*Given task*:
Write the listing out again, all of it, word for word.

*Stored data*:

□ □ □

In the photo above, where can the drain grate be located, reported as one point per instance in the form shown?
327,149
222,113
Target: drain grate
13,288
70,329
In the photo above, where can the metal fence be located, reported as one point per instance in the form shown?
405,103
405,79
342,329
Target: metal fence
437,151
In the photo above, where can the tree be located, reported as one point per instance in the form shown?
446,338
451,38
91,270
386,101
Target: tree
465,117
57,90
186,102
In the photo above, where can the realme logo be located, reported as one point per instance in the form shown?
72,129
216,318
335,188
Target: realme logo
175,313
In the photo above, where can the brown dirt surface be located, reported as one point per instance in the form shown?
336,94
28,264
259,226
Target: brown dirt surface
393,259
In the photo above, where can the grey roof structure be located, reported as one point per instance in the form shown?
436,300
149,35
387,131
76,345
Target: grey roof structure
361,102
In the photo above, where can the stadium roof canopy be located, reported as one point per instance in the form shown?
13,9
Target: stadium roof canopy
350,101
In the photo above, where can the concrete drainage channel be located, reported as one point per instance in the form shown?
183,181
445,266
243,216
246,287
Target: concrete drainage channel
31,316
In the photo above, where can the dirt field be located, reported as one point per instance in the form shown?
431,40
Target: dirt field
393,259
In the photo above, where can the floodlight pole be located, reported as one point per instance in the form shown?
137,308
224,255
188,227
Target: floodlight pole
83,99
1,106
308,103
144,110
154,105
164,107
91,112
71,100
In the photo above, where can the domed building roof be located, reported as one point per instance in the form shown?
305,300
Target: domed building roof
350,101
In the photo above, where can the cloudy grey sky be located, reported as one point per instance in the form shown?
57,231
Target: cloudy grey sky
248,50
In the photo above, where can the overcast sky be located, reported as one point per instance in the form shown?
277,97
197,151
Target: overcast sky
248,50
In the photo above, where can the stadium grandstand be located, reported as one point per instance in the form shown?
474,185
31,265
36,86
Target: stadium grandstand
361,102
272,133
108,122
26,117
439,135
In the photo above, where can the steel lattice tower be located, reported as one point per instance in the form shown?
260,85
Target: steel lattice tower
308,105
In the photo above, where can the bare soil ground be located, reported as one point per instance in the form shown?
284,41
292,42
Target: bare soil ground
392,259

□ □ □

*Correct result*:
In the photo above, where can the drain grate be located, reported as one point per instance in the form shown?
327,149
222,113
Target: drain grate
13,288
70,329
In the photo above, where can the metal fence be located, reported as one point per instance in the form shown?
405,103
405,79
342,329
Target: metal fence
437,151
In the photo above, where can the tree be located, reported as one point per instance in the form shown?
446,338
451,38
91,270
386,101
Target: tree
465,117
57,90
186,102
In the photo above, where can the realme logo be located, reported as one point per instance in the form shown?
72,129
216,318
335,188
Target: realme logo
175,313
In the photo above, where can the brown dirt surface be located, reported as one point per instance in the form shown?
336,94
28,264
259,226
Target: brown dirt surface
393,259
In the photo above, where can the grey roof structure be located, reported as one point per instance in the form shown?
436,300
149,35
387,131
76,345
Target: grey roof structure
361,102
In the photo above, where can the stadium roof canopy be located, reported as one point per instance in the form shown?
13,9
Target: stadium roof canopy
350,101
In the photo above, where can the concrete drainage channel be located, reported as one point per instance in the form shown?
183,181
445,266
243,216
246,287
Target: concrete drainage channel
31,316
In the photo above, where can the dirt field be located, reported as one point per instance in the form shown?
431,40
Target: dirt field
393,259
In the photo above, where can the floodlight pole be located, reported as one point per instance in the form shown?
137,308
224,255
188,227
Target: floodlight pole
83,99
1,106
308,103
144,110
154,105
164,107
91,112
71,100
In the photo above, where can the domed building roof be located, reported as one point per instance in the form shown?
305,300
Target: domed building roof
350,101
In the photo above, where can the cloudy grey sky be located, reported as one point per instance in the form shown?
57,231
Target: cloudy grey sky
248,50
In the photo above, where can the overcast sky be located, reported as one point per instance in the form shown?
277,97
197,151
Target: overcast sky
248,50
In the photo above, where can the stadium grandstand be located, reported as one point per instance in the form shown?
474,185
31,265
36,86
Target: stadium grandstand
361,102
272,133
108,122
26,117
439,135
In the photo above, where can the steel lattice tower be located, reported as one point per instance in the form shown?
260,85
Target: steel lattice tower
308,105
In the photo above, where can the bare soil ground be located, reported as one point per instance in the form shown?
284,41
292,42
Target: bare soil ground
392,259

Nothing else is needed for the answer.